# [Description of the task]
Can you give each line of the entries below as a JSON list of strings, one string per line, with blank lines and pictures left out?

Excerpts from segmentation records

┌──

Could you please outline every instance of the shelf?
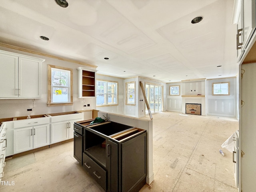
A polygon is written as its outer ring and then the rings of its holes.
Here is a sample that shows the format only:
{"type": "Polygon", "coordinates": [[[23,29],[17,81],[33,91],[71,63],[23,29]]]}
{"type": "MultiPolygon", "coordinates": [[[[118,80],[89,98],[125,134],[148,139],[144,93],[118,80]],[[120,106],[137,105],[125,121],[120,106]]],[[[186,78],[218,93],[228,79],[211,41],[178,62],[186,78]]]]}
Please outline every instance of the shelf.
{"type": "Polygon", "coordinates": [[[82,77],[89,77],[89,78],[95,78],[95,77],[94,76],[87,76],[86,75],[83,75],[82,76],[82,77]]]}
{"type": "Polygon", "coordinates": [[[182,95],[182,97],[205,97],[205,95],[182,95]]]}

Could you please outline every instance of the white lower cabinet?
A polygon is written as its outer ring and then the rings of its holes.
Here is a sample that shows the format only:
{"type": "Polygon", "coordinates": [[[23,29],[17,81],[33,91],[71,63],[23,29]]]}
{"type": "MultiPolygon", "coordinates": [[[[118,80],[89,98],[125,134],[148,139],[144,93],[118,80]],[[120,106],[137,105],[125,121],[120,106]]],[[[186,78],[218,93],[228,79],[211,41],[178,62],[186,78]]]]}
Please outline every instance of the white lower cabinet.
{"type": "Polygon", "coordinates": [[[48,124],[14,130],[14,153],[20,153],[50,144],[48,124]]]}
{"type": "Polygon", "coordinates": [[[68,139],[69,127],[68,121],[52,123],[51,143],[68,139]]]}
{"type": "Polygon", "coordinates": [[[74,138],[74,123],[82,120],[79,119],[52,123],[51,143],[55,143],[74,138]]]}
{"type": "Polygon", "coordinates": [[[51,116],[51,144],[74,138],[74,123],[84,120],[83,113],[77,112],[52,114],[51,116]]]}
{"type": "Polygon", "coordinates": [[[5,166],[6,130],[5,124],[4,123],[0,126],[0,182],[4,177],[4,167],[5,166]]]}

└──

# [Output for this task]
[
  "Could you please outline every instance of the shelf?",
  "A polygon is written as its outer ring and then the rings of its holes.",
  "Here is a sample that shows the format only:",
  "{\"type\": \"Polygon\", \"coordinates\": [[[23,29],[17,81],[33,91],[71,63],[23,29]]]}",
  "{\"type\": \"MultiPolygon\", \"coordinates\": [[[[118,80],[89,98],[125,134],[148,139],[144,93],[118,80]],[[120,106],[137,105],[125,121],[120,106]]],[[[186,78],[218,93],[228,79],[211,41],[178,62],[186,78]]]]}",
  "Please outline every instance of the shelf.",
  "{\"type\": \"Polygon\", \"coordinates\": [[[82,77],[89,77],[89,78],[95,78],[95,77],[94,76],[87,76],[86,75],[83,75],[82,76],[82,77]]]}",
  "{\"type\": \"Polygon\", \"coordinates\": [[[182,95],[182,97],[205,97],[205,95],[182,95]]]}",
  "Could you please outline every instance of the white lower cabinet?",
  "A polygon is written as its outer ring and then the rings of its holes.",
  "Here is a sample that shows the format only:",
  "{\"type\": \"Polygon\", \"coordinates\": [[[23,29],[17,81],[33,91],[71,63],[23,29]]]}",
  "{\"type\": \"MultiPolygon\", \"coordinates\": [[[[118,80],[89,98],[125,134],[148,139],[144,93],[118,80]],[[120,106],[137,105],[125,121],[120,106]]],[[[186,78],[218,93],[228,79],[211,41],[178,62],[186,78]]]]}",
  "Please outline every instance of the white lower cabinet.",
  "{\"type\": \"Polygon\", \"coordinates\": [[[48,124],[14,130],[14,153],[20,153],[50,144],[48,124]]]}",
  "{\"type\": \"Polygon\", \"coordinates\": [[[68,139],[69,127],[68,121],[52,123],[51,143],[68,139]]]}",
  "{\"type\": \"Polygon\", \"coordinates\": [[[74,138],[74,123],[82,120],[79,119],[52,123],[51,143],[55,143],[74,138]]]}",
  "{\"type\": \"Polygon\", \"coordinates\": [[[51,116],[51,144],[74,138],[74,123],[84,120],[83,113],[77,112],[52,114],[51,116]]]}",
  "{\"type\": \"Polygon\", \"coordinates\": [[[5,166],[6,130],[5,124],[4,123],[0,126],[0,182],[4,177],[4,167],[5,166]]]}"
]